Aim of the exercise | Everything from the line that contains "Query: woman with blonde hair" to the end of the data below is to be reproduced verbatim; leave all else out.

=== Begin Enclosure ===

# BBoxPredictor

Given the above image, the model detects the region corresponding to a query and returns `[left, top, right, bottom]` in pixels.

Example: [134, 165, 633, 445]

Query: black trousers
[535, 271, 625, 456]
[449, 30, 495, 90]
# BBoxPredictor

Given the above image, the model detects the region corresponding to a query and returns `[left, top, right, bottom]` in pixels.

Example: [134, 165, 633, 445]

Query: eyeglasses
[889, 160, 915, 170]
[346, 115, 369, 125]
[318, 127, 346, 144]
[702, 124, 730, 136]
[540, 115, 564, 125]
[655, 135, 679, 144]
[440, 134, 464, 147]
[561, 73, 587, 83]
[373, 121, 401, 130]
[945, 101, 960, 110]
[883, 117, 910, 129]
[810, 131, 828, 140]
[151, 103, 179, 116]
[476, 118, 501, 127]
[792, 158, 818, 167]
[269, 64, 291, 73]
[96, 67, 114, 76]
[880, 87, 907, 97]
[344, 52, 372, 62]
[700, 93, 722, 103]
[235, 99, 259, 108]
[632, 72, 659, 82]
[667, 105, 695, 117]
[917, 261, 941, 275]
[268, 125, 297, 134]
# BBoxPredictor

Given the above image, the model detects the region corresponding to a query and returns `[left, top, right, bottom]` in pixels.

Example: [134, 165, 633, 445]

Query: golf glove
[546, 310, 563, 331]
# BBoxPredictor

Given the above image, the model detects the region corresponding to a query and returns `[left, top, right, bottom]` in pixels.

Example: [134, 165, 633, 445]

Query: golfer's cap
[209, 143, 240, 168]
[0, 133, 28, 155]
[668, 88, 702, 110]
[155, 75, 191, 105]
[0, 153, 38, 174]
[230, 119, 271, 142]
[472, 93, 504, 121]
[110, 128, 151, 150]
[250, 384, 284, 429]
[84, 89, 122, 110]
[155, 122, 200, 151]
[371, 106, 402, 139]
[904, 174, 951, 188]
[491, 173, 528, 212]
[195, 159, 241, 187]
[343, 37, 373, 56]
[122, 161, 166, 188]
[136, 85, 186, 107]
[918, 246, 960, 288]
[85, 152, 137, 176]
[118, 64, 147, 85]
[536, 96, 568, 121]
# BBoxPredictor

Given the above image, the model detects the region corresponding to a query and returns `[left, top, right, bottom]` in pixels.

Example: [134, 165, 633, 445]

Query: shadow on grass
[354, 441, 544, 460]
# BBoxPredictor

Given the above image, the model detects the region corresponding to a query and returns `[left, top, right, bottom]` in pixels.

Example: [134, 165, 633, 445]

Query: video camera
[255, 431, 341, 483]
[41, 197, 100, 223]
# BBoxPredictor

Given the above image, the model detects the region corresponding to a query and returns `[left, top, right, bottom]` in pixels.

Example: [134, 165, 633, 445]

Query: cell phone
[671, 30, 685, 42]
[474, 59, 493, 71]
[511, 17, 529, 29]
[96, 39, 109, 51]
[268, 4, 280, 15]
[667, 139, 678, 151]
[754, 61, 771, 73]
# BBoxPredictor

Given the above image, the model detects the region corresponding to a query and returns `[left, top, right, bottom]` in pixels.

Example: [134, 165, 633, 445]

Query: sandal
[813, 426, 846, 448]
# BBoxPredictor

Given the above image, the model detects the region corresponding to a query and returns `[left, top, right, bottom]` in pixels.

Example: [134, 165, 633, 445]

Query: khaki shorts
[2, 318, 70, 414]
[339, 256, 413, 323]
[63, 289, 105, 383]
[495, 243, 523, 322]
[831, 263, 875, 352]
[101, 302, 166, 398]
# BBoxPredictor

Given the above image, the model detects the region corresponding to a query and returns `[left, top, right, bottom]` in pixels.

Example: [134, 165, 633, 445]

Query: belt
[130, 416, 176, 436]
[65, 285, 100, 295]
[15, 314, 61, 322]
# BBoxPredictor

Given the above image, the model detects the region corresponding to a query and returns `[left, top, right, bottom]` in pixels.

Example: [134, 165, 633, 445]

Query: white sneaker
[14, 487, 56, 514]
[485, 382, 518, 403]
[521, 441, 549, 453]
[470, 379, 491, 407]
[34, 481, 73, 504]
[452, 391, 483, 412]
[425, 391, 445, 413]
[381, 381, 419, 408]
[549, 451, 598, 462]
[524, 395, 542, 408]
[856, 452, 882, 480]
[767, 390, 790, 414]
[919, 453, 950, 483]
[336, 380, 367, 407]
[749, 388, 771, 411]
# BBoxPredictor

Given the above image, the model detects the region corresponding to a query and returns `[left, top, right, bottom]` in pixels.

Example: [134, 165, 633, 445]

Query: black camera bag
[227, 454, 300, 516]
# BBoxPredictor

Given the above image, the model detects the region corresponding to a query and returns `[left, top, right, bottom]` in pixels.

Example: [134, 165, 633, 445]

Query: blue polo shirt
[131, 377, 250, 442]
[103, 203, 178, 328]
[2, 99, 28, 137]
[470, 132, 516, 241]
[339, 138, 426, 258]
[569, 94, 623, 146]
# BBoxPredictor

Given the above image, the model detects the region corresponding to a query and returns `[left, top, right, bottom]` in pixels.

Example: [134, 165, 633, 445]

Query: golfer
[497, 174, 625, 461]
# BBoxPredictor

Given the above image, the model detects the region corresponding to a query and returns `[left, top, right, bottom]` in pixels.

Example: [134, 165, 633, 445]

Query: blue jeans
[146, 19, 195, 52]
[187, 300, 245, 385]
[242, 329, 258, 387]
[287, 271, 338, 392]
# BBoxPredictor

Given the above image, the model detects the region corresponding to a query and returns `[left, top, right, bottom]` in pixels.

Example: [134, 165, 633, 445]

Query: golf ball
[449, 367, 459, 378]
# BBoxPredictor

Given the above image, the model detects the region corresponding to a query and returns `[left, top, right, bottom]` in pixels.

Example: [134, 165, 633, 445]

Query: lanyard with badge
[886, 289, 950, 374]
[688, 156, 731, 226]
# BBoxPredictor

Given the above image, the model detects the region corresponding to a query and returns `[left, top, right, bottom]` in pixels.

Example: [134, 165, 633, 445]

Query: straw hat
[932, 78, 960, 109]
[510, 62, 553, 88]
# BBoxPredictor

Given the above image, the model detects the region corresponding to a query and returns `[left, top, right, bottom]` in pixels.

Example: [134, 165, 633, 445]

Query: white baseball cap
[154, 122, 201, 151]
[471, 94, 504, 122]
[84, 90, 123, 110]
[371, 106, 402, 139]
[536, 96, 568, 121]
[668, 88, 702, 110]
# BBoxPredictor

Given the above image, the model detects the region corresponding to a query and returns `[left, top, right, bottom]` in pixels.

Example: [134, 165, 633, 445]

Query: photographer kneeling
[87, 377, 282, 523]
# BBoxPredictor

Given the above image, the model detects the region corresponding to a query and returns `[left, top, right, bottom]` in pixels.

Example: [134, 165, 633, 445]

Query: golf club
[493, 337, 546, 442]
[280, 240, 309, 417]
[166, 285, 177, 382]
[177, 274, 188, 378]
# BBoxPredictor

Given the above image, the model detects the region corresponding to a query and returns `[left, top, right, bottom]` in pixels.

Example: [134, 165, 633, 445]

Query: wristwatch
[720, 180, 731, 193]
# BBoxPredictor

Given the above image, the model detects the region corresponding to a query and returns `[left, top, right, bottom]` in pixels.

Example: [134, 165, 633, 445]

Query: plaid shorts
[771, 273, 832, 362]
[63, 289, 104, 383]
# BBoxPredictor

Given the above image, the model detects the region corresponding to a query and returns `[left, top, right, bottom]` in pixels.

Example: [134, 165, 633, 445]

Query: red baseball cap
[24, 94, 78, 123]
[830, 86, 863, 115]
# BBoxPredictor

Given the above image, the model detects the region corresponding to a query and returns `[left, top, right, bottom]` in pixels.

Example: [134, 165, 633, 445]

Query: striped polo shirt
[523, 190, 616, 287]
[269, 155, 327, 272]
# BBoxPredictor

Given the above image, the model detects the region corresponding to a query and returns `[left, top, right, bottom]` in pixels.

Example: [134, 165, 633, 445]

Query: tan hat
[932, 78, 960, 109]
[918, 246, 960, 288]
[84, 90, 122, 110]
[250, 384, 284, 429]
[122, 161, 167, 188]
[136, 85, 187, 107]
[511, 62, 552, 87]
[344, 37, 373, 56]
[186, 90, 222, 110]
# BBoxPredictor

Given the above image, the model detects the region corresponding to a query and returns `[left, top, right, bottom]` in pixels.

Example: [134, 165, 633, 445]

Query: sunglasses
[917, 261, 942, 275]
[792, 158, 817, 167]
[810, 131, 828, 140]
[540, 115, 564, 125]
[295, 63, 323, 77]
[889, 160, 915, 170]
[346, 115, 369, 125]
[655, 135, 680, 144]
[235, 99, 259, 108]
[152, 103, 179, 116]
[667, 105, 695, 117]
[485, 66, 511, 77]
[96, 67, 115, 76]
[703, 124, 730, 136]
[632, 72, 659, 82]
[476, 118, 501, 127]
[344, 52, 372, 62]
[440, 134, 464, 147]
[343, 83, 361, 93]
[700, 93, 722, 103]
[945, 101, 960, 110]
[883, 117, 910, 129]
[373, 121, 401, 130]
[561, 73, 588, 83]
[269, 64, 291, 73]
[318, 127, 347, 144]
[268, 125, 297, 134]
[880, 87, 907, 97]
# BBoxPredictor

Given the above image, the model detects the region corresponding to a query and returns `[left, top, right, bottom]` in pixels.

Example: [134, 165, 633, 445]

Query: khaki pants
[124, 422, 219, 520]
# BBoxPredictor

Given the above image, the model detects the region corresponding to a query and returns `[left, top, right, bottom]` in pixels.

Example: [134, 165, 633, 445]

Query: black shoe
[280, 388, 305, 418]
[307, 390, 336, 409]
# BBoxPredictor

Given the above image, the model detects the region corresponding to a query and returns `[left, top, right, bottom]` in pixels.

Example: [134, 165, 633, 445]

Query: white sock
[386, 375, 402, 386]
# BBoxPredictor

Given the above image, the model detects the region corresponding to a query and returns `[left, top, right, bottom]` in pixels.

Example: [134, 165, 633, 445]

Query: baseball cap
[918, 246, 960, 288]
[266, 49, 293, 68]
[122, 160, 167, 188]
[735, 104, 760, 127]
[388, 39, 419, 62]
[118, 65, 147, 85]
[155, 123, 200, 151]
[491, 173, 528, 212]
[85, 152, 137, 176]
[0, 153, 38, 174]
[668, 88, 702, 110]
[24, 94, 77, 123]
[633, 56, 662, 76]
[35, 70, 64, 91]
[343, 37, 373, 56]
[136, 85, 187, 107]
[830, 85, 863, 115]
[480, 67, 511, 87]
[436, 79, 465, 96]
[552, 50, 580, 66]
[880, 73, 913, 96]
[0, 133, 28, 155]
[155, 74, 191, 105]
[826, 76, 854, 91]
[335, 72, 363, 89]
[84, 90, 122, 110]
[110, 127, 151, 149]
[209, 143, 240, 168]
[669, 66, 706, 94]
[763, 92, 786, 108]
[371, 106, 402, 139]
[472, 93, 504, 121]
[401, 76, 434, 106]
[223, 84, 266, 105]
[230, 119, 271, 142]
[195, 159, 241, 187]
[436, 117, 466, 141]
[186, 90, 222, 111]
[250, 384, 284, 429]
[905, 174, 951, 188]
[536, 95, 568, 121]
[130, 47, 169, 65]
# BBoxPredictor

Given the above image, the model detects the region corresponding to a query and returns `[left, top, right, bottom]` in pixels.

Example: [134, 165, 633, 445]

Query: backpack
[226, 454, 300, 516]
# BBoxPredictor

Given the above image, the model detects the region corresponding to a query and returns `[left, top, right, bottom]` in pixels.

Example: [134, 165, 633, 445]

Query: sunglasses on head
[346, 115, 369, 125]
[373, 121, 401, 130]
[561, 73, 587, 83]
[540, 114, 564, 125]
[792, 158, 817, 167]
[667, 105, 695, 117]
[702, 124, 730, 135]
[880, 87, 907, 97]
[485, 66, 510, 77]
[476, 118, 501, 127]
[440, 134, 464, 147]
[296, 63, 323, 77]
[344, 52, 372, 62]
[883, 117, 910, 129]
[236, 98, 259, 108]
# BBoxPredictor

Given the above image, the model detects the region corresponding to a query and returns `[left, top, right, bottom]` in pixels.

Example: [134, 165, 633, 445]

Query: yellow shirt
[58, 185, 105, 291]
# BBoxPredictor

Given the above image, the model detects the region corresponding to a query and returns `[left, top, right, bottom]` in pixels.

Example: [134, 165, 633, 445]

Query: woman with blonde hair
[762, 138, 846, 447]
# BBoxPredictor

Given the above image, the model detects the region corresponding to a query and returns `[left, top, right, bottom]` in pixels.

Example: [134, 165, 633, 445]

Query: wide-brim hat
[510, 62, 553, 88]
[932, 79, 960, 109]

=== End Enclosure ===

Exercise result |
Query: woman with blonde hair
[762, 138, 846, 447]
# BBoxPredictor

Given the above image, the model detects the region corresponding to a query and returns `[left, top, right, bottom]` in pixels.

Example: [134, 165, 633, 445]

Query: wide-brim hat
[510, 62, 553, 88]
[932, 79, 960, 109]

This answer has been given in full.